> WHAT THE TASK ASKS
Would you retype the records below exactly as they appear?

> DATA FOR ANALYSIS

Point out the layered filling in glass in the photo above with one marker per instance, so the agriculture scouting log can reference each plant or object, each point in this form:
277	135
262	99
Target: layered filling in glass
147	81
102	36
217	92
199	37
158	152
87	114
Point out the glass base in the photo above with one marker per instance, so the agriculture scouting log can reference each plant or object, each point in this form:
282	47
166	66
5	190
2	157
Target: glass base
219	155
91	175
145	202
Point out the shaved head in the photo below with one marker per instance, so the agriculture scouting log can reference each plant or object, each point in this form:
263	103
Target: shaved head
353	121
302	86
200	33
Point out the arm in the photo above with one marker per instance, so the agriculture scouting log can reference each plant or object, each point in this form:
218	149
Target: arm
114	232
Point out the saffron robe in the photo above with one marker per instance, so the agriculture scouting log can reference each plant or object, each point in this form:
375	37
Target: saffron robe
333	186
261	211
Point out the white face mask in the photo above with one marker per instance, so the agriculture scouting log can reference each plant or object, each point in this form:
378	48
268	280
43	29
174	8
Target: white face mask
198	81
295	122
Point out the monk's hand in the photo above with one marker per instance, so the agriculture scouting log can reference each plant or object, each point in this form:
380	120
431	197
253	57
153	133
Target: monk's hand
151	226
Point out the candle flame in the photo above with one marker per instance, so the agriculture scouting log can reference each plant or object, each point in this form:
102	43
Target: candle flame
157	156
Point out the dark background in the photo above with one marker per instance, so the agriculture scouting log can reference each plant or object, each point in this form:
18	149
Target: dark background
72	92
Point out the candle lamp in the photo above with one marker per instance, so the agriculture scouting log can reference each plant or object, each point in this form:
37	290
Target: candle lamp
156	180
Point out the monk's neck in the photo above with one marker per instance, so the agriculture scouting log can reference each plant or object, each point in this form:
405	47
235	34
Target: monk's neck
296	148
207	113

> EXERCISE RESPONSE
Point out the layered filling in glass in the photo above with one marker per instance, so the agriculture scouting log can reference each plant or object, each point in this form:
277	135
262	99
Target: layered filling in glass
147	81
102	36
217	92
199	37
158	152
87	114
Point out the glass base in the photo above with one marker per instance, so the agriculture scouting log can reference each plant or object, each point in this form:
282	47
166	66
5	190
2	157
Target: glass base
219	155
91	175
145	202
Point out the shaved head in the photo below with one marker per instance, so the agriculture scouting log can reference each plant or object, each point in this form:
263	103
Target: shaved head
353	121
302	86
200	33
Point out the arm in the photo above with one marker per instance, so the agriculture scouting log can reference each plant or object, each point in this form:
218	149
Target: arm
114	232
Point out the saffron robe in the photo above with one marker per instance, so the agriculture scouting log can reference each plant or object, each point in this form:
375	37
Target: saffron robe
333	186
261	211
Point out the white face mask in the photo above with one marker per instance, so the agriculture scouting log can reference each plant or object, each point in this form:
378	48
268	280
43	29
174	8
Target: white face mask
198	81
295	122
Point out the monk's hand in the photo above with one marker per instance, so the agriculture scouting log can reference each plant or object, each point in this form:
380	120
431	197
253	57
153	133
Target: monk's hand
151	226
Point out the candle flame in the photo above with one marker per instance, so the agriculture scouting log can reference each plant or object, each point in this form:
102	43
Target: candle flame
157	156
Point out the dark background in the photo above with one marker per instance, so the agriculture scouting log can reference each plant or object, each point in this form:
18	149
Target: dark background
72	92
Point out the candle lamp in the photo above with one marker per instance, so the agriculture scouting log can reference each plant or object, each point in this form:
37	290
Target: candle lamp
156	180
Point out the monk's neck in the photo above with one marker per instance, so the agriculture scouting log can reference each plant or object, each point in this form:
405	47
235	34
Target: monk's neck
296	148
207	113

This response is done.